## Start Page text

Hi, friends,
Here is how I'm putting the information into the database:
$query7 = isset($price) ? "INSERT INTO price (itemid, price) VALUES ($itemid,
'$price')" : 0;
$result7 = @pg_Exec($connection, $query7 );
I'm having difficulties with my test in display.
I've tried isset and == 'NULL' and == '0' as such:
if ($values2 == 'NULL')
{
print "<tr><td class=\"display\"> </td></tr>";
} else
{
print "<tr><td class=\"display\">US$ $values2->price</td></tr></table></td>";
}
and
if (isset($values2))
{
print "<tr><td class=\"display\">US$ $values2->price</td></tr></table></td>";
} else
{
print "<tr><td class=\"display\"> </td></tr>";
}
However, in both cases, if the price doesn't exist in the database, the US$ still
shows up in the
display.
db=> select * from price where itemid=50;
priceid | itemid | price
---------+--------+-------
48 | 50 |
(1 row)
I was surprised that the insert put something into the database at all.
I could use some advice.
I cleaned up the database to remove all the lines where price wasn't set.
Why is it creating a table row? If the insert form is passing in where they didn't
set the price,
wouldn't that get picked up by the isset?
And if there isn't a row in the database, wouldn't testing isset of the result of the
query be
sufficient, or should I do a test on $values2->price instead?
I've tried lots of things and nothing seems to be doing the right behavior. So thanks!
Lara

## End Page text
## Start Data extract

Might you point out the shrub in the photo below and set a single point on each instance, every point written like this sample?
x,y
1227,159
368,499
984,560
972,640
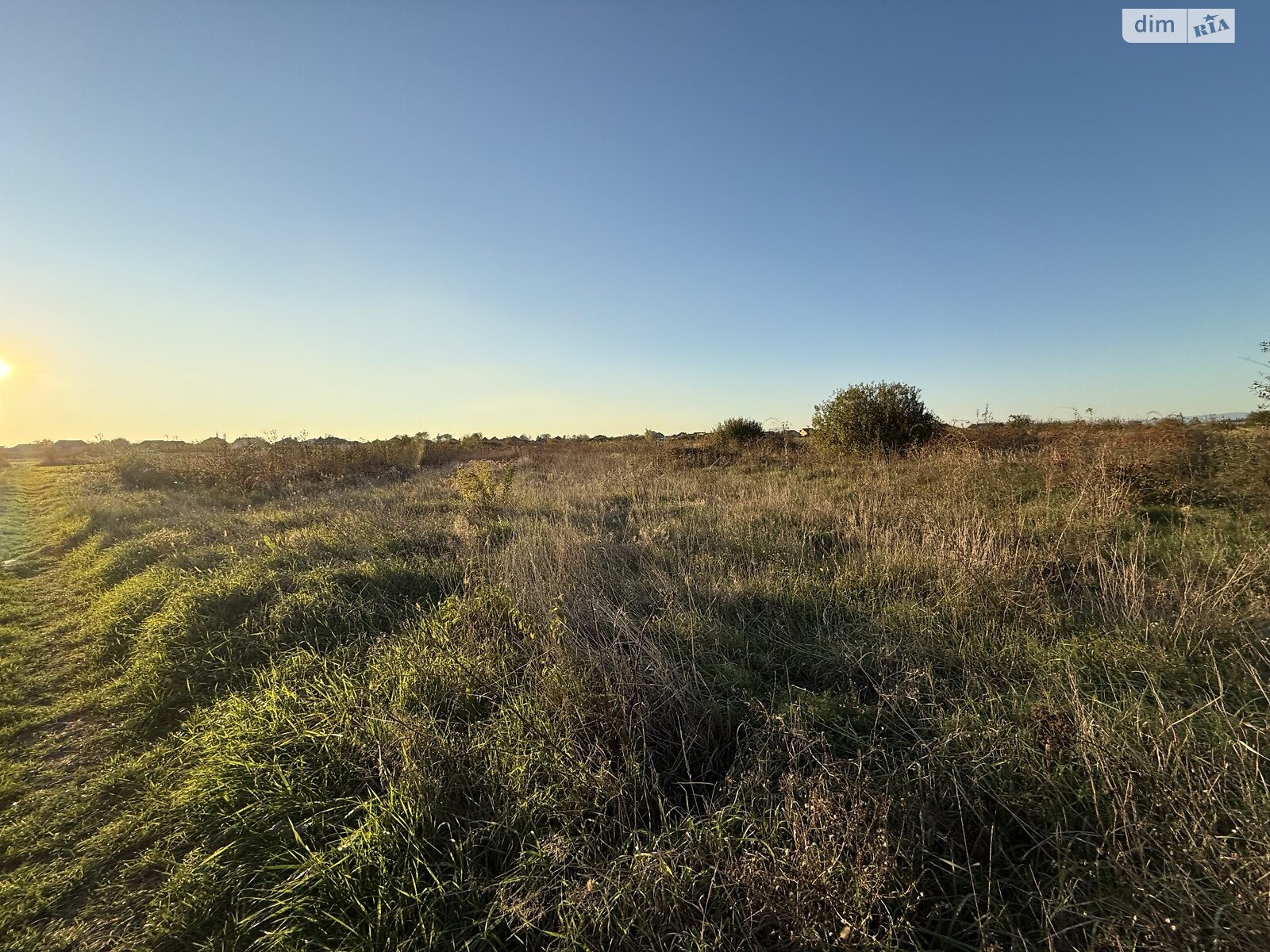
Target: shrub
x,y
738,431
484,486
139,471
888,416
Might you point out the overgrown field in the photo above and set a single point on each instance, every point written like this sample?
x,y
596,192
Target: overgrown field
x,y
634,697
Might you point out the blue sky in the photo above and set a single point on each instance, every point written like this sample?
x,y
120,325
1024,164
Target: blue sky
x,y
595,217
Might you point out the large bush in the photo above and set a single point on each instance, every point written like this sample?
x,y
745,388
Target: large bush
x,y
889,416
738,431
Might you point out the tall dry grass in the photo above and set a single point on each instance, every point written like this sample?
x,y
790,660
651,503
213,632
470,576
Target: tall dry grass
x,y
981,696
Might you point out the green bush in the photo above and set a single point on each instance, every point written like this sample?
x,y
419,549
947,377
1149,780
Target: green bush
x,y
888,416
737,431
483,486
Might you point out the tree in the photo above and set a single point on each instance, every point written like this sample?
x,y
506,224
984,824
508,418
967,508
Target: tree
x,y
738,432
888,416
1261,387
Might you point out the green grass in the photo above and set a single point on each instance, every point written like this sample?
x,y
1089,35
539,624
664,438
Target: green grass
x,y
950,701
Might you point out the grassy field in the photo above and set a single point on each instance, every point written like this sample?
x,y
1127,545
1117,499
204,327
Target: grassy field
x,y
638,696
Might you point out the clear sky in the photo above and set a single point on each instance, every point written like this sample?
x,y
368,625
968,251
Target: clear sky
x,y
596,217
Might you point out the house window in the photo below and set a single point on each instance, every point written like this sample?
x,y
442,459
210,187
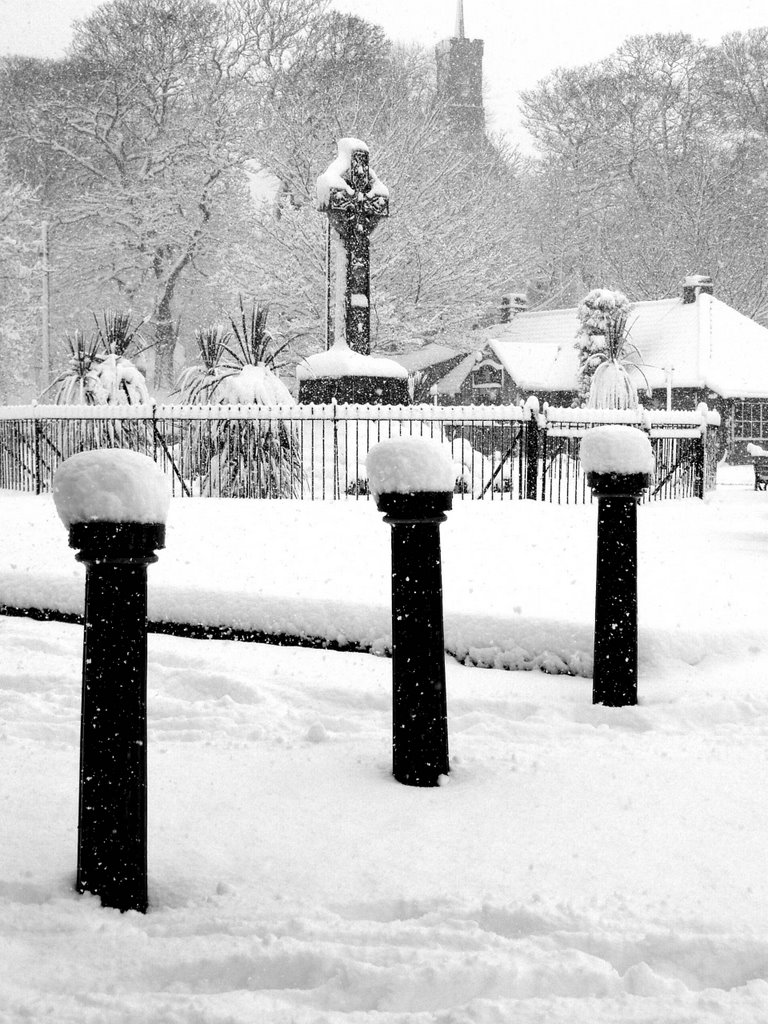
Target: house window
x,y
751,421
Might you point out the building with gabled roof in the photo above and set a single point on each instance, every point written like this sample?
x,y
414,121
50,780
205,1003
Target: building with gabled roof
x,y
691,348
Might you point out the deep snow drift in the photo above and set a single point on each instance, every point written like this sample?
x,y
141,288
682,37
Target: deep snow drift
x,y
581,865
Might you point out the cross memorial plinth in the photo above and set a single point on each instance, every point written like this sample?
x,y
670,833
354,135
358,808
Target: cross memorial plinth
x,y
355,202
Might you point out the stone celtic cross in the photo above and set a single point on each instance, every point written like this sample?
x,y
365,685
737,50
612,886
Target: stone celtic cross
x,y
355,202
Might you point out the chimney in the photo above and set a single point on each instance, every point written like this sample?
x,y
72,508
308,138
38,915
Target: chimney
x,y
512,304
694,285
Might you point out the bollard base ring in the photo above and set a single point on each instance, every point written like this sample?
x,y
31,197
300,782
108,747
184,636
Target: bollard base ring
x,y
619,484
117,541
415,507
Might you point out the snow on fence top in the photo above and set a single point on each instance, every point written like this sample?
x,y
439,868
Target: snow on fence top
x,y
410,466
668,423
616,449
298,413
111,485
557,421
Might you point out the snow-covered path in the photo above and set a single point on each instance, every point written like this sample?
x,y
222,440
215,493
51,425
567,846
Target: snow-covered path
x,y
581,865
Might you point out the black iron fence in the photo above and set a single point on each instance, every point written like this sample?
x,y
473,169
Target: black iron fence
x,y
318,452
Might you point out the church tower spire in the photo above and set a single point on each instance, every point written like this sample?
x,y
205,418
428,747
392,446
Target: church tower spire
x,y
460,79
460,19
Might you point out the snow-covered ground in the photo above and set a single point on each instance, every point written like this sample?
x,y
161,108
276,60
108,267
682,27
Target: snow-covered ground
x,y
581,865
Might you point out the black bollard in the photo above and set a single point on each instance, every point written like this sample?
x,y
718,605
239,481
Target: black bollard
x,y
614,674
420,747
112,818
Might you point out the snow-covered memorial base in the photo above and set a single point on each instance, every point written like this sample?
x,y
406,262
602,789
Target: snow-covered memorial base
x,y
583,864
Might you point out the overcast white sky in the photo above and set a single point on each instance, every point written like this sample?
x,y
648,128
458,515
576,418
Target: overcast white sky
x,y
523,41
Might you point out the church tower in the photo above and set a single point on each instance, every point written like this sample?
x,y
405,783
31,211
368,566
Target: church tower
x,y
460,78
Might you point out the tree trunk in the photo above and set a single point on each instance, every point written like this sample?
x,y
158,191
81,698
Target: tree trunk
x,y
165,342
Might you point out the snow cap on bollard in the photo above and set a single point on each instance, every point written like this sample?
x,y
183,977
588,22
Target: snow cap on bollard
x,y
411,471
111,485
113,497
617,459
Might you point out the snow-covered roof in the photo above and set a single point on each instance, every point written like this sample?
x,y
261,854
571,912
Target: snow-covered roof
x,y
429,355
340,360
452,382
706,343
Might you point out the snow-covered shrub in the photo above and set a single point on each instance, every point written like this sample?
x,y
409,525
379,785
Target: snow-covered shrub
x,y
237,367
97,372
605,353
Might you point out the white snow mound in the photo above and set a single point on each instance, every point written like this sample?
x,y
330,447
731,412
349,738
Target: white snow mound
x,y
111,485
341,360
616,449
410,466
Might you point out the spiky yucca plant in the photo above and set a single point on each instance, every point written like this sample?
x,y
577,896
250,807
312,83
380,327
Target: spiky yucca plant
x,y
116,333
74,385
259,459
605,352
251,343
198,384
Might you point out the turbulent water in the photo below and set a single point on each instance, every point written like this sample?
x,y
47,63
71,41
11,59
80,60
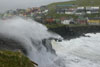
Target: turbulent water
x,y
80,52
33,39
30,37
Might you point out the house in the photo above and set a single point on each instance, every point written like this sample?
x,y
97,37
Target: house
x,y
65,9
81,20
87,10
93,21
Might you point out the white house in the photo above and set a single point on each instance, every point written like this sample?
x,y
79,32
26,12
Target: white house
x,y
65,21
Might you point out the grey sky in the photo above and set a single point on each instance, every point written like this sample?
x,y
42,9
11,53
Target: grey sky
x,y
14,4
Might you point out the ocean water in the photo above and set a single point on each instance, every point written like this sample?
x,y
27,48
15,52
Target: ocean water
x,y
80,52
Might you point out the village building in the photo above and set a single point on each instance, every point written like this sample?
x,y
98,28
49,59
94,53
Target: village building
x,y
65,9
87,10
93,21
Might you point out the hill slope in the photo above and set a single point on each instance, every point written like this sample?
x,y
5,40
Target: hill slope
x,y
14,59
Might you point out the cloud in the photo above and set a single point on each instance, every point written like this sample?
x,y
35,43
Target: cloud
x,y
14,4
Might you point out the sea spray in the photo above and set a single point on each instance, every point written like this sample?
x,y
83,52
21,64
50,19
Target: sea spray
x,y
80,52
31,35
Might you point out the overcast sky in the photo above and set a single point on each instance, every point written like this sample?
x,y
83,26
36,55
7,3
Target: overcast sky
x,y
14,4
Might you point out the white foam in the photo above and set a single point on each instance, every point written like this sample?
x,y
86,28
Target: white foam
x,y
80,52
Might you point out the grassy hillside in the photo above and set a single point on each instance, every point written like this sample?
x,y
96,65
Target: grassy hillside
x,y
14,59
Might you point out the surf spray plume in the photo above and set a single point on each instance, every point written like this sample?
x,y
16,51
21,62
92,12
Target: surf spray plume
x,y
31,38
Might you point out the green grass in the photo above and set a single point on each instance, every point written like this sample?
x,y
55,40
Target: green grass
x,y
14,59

## End Data extract

- Direction A
Translate this sentence from the forum post into Spanish: "I was surprised that the insert put something into the database at all."
- Direction B
Reproduce the part of the forum post starting with "I could use" and going on through "on $values2->price instead?".

- Task response A
Me sorprendió que la inserción llegara a poner algo en la base de datos.

- Task response B
I could use some advice.
I cleaned up the database to remove all the lines where price wasn't set.
Why is it creating a table row? If the insert form is passing in where they didn't
set the price,
wouldn't that get picked up by the isset?
And if there isn't a row in the database, wouldn't testing isset of the result of the
query be
sufficient, or should I do a test on $values2->price instead?